begin
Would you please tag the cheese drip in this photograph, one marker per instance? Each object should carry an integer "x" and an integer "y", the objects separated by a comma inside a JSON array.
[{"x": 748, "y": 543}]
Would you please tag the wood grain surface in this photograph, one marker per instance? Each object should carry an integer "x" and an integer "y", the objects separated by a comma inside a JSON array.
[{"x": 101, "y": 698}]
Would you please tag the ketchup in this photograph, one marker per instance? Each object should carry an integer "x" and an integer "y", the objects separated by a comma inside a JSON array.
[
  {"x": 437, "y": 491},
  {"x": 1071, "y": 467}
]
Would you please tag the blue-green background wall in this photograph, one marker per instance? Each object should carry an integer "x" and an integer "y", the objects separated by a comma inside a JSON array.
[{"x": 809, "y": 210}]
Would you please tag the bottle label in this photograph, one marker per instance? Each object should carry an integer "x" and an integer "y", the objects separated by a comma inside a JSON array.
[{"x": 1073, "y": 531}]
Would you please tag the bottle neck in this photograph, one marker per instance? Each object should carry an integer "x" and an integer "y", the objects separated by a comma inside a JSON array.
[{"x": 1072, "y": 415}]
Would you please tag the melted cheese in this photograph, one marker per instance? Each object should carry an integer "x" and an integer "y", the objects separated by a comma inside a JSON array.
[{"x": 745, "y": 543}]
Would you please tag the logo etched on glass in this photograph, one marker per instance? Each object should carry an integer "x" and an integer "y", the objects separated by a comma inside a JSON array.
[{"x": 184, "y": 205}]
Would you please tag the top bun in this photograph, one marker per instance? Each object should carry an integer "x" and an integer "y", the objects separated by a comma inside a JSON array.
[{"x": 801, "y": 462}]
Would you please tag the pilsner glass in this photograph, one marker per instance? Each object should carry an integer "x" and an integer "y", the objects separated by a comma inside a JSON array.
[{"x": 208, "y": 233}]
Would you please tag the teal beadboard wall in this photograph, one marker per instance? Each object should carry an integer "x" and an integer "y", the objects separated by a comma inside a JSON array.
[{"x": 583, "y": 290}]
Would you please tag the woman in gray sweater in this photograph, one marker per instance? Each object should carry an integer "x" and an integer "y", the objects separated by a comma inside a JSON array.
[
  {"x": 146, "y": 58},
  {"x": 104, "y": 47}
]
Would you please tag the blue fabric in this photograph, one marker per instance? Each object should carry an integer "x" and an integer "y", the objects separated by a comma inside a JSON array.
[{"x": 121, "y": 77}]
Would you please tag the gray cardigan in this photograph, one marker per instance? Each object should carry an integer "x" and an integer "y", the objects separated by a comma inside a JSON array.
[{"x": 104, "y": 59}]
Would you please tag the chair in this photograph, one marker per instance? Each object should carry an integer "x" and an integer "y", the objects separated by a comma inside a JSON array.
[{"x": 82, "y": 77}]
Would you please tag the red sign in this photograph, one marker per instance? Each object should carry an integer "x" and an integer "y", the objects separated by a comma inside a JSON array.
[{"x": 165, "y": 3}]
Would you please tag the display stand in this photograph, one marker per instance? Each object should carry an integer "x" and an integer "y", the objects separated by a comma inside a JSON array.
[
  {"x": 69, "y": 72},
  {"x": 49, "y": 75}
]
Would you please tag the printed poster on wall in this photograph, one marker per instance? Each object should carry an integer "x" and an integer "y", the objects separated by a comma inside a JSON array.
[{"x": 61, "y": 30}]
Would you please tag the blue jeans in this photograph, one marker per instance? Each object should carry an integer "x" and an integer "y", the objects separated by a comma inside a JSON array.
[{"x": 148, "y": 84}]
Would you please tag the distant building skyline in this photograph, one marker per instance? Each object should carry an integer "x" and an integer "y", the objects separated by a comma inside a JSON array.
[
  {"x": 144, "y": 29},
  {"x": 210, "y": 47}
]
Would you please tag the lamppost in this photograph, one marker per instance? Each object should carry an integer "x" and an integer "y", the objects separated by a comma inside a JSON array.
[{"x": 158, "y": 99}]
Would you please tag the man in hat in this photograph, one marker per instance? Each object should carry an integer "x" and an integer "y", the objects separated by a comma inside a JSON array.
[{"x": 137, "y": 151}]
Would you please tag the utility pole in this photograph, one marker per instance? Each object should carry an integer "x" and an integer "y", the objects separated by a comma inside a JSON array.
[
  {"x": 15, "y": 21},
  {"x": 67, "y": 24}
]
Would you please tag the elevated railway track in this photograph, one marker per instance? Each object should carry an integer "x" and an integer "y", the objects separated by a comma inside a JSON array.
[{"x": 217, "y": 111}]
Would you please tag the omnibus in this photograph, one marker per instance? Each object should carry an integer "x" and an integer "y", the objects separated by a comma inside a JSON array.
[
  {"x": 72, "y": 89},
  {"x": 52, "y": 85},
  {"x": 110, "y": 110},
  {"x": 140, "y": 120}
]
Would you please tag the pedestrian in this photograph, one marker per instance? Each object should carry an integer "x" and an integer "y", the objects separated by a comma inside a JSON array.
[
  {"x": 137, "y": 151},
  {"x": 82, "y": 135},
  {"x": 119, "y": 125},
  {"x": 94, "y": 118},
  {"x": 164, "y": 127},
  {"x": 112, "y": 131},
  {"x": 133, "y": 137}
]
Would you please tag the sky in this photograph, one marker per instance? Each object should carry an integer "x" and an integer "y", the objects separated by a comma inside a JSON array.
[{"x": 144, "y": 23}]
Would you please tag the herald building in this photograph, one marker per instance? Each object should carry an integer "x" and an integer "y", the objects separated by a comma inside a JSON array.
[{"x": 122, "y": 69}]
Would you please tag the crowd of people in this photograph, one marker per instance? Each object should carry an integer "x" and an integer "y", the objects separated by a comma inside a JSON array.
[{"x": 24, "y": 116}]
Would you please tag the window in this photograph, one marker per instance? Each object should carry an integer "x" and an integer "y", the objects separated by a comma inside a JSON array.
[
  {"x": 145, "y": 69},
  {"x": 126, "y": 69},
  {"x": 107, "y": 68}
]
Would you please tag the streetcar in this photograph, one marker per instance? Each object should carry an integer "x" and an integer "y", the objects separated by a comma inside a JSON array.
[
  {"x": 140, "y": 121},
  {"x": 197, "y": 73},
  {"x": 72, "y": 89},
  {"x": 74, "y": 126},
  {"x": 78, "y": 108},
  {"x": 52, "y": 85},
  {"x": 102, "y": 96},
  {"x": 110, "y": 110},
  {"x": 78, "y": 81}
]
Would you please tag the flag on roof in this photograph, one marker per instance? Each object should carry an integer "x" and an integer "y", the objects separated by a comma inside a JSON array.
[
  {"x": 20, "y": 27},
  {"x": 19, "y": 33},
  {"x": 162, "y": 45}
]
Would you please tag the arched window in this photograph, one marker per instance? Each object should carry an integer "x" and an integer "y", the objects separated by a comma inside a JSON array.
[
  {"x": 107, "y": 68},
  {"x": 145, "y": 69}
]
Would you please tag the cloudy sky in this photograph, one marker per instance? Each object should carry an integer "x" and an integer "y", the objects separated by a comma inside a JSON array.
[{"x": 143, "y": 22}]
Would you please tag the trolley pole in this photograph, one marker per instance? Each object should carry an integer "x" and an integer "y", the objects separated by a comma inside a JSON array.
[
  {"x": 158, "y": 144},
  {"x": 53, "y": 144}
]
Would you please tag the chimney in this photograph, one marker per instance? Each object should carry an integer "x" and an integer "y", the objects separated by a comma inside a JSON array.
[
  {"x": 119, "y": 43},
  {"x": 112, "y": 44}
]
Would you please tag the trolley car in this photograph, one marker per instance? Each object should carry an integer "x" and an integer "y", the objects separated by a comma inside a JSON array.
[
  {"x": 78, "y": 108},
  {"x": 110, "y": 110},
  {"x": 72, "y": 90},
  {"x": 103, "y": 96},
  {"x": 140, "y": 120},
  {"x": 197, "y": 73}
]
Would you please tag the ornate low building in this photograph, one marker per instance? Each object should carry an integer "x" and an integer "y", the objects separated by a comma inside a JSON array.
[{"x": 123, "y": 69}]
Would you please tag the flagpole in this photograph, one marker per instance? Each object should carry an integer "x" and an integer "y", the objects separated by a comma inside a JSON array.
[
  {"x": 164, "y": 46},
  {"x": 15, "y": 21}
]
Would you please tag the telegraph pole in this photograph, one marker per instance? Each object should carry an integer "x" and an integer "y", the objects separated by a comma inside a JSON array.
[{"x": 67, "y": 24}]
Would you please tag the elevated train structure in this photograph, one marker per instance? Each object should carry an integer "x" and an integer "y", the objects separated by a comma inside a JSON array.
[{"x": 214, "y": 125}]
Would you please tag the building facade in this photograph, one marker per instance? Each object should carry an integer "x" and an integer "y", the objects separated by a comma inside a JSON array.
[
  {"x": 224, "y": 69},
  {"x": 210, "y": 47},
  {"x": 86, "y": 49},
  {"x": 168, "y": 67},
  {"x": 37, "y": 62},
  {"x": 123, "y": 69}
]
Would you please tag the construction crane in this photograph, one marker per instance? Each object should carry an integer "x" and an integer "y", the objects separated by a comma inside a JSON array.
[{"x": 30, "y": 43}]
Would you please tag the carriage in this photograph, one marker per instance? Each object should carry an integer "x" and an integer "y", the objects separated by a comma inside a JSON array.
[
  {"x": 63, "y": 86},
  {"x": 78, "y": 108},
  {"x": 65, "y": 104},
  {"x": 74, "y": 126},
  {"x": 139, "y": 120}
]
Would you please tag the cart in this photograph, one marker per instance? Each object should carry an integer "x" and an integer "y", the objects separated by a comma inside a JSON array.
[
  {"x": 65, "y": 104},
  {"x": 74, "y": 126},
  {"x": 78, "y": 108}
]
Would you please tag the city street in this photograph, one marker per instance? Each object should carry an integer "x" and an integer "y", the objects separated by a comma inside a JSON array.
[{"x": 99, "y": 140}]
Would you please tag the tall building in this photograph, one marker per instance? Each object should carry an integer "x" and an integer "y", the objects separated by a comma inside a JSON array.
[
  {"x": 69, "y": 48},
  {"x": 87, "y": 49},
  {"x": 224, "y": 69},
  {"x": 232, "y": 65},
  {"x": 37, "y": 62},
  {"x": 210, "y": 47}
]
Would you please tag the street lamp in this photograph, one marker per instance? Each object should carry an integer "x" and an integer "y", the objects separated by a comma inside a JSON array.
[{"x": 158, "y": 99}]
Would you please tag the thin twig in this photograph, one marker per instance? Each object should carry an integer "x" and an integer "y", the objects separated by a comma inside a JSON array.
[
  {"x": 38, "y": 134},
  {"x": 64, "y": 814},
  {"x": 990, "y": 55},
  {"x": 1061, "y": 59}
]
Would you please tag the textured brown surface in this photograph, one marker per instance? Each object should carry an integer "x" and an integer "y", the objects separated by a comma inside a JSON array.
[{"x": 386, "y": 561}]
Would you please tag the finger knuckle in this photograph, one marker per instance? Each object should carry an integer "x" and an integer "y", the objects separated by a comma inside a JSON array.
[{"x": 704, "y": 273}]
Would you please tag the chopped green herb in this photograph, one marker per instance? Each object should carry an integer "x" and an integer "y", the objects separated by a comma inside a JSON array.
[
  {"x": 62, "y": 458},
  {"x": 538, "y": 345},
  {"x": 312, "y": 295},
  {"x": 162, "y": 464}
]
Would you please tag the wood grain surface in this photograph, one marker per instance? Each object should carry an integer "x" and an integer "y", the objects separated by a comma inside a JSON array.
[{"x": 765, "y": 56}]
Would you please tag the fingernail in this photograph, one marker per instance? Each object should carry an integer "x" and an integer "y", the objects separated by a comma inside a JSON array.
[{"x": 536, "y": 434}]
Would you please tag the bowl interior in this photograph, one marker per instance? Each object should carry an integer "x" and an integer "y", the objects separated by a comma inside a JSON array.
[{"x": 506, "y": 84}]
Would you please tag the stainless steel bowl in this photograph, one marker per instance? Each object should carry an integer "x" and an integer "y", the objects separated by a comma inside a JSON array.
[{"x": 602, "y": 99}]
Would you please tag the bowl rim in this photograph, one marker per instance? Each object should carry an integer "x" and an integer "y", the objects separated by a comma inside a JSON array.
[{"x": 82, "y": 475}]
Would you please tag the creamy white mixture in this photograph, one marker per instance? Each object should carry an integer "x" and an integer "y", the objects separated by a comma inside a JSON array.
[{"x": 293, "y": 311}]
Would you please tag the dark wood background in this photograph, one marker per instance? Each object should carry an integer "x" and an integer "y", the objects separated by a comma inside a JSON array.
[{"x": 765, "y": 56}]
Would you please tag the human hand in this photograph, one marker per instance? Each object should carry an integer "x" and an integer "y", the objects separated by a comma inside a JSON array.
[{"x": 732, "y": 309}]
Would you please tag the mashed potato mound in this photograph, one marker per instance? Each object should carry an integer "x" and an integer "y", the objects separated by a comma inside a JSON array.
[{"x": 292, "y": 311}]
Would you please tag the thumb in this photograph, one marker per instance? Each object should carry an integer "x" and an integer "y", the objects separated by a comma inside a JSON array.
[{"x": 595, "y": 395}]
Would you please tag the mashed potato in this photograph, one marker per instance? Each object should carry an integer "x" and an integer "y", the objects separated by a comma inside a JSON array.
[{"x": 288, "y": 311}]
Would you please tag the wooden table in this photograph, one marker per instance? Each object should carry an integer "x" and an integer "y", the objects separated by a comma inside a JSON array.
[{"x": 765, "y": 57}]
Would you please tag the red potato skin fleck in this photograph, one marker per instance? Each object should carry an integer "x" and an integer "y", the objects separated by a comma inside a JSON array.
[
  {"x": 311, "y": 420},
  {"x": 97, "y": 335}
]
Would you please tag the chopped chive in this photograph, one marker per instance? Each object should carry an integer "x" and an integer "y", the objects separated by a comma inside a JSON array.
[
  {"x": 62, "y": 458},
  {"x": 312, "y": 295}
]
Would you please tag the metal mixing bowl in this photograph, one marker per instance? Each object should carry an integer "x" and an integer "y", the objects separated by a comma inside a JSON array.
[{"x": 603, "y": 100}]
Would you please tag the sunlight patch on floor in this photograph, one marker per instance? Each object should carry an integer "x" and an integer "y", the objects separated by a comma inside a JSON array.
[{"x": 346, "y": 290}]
end
## EXERCISE TASK:
Your output consists solely of the lines from the one with "Would you please tag the dark" through the last line, copied exactly.

## TASK ANSWER:
Would you please tag the dark wood background in this photograph, one marker per instance? Each object should carry an integer "x" and an integer "y", the objects separated by a comma inside a JSON array.
[{"x": 765, "y": 56}]
Would you please tag the human hand in this photograph, one marker per instance? Each object should carry an integer "x" and an integer "y", the objects separated by a comma inside a JSON array.
[{"x": 732, "y": 309}]
Would you please tag the mashed potato mound in this photograph, one marker per instance? Each object should carry an integer "x" and an integer "y", the objects separated by a comma inside a JSON array.
[{"x": 292, "y": 311}]
Would you please tag the thumb in this photograph, one marker per instance? Each object should carry an integer "x" and an integer "y", the objects separated by a comma inside a JSON array.
[{"x": 595, "y": 395}]
Would you please tag the mashed potato in this photograph, one marker per instance? Each object should carry an integer "x" and an integer "y", the objects separated by a comma inside a JSON array.
[{"x": 288, "y": 311}]
Would you please tag the wooden table in this photograph, one marker per instance? Each object should carry an integer "x" and an integer "y", the objects separated by a comma inside a JSON array.
[{"x": 765, "y": 57}]
Would you please tag the red potato skin fleck in this photograph, one marker per instance? Each object should carry an integer "x" and an integer "y", the objects separated by a comma inside a JSON array.
[
  {"x": 311, "y": 420},
  {"x": 97, "y": 335}
]
Would you please tag the chopped chive in this photograph, one marker per instance? Each object should carry an integer "x" and an integer "y", the objects separated by a comma inside a JSON array.
[
  {"x": 62, "y": 458},
  {"x": 312, "y": 295}
]
Would you please tag the metal mixing bowl in this photograph, one marker per instance? Each object should carry an integer "x" and an integer "y", the objects separated by a comma inside a JSON array.
[{"x": 603, "y": 100}]
Would you please tag the sunlight patch on floor in this photograph, one marker per instance? Each object should carry an integer "x" and an integer "y", the objects separated by a comma inside a JSON array.
[{"x": 346, "y": 290}]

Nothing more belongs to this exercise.